• What is being asked: Keep the pictures out. Restate the entries below word for word.

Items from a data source
+---+
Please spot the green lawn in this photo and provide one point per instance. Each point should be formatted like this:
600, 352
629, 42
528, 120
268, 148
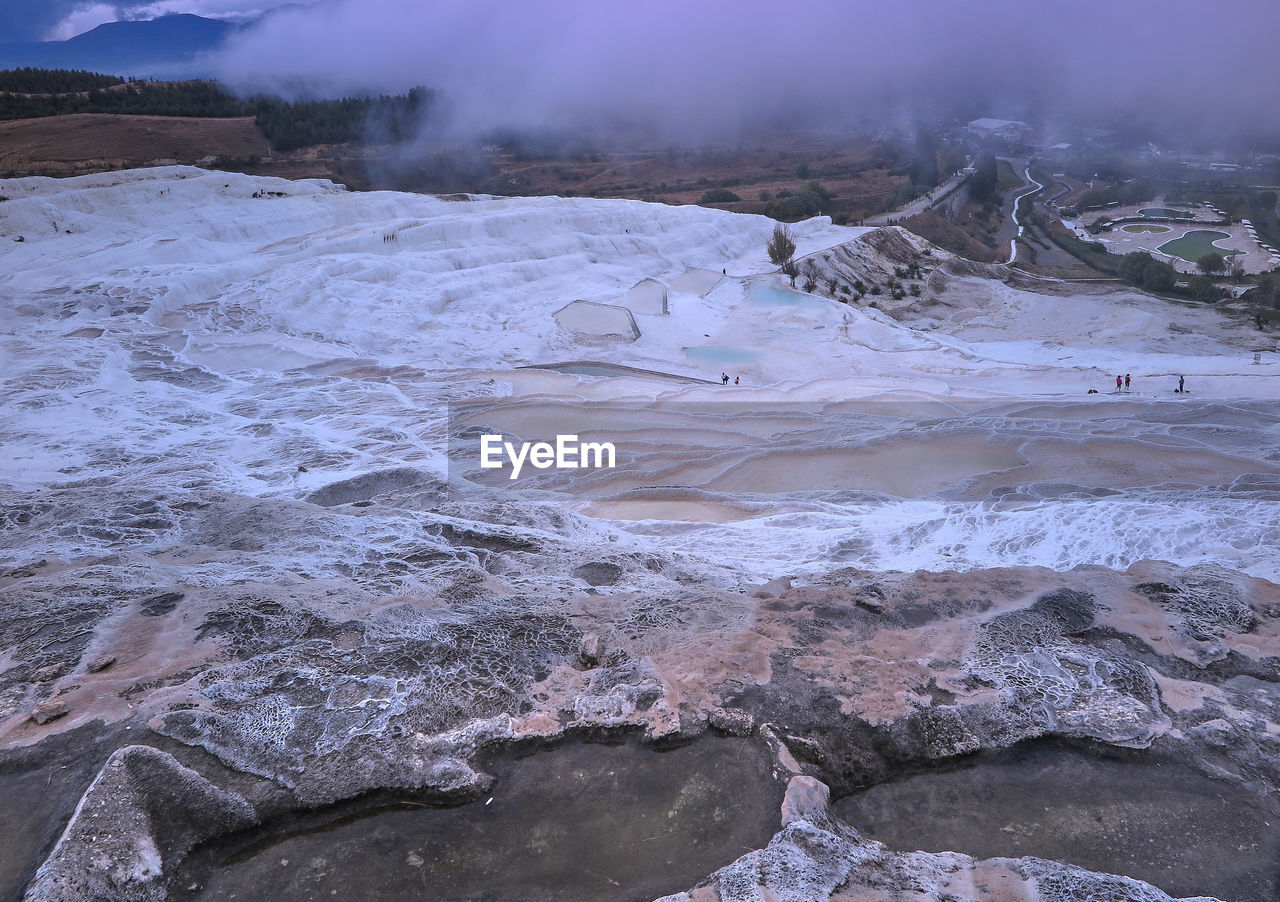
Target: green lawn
1196, 243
+---+
• Result of this task:
Please spot the green lawn in this photo and provide one point per instance. Each point should be formatted like this:
600, 352
629, 42
528, 120
268, 148
Target: green lawn
1196, 243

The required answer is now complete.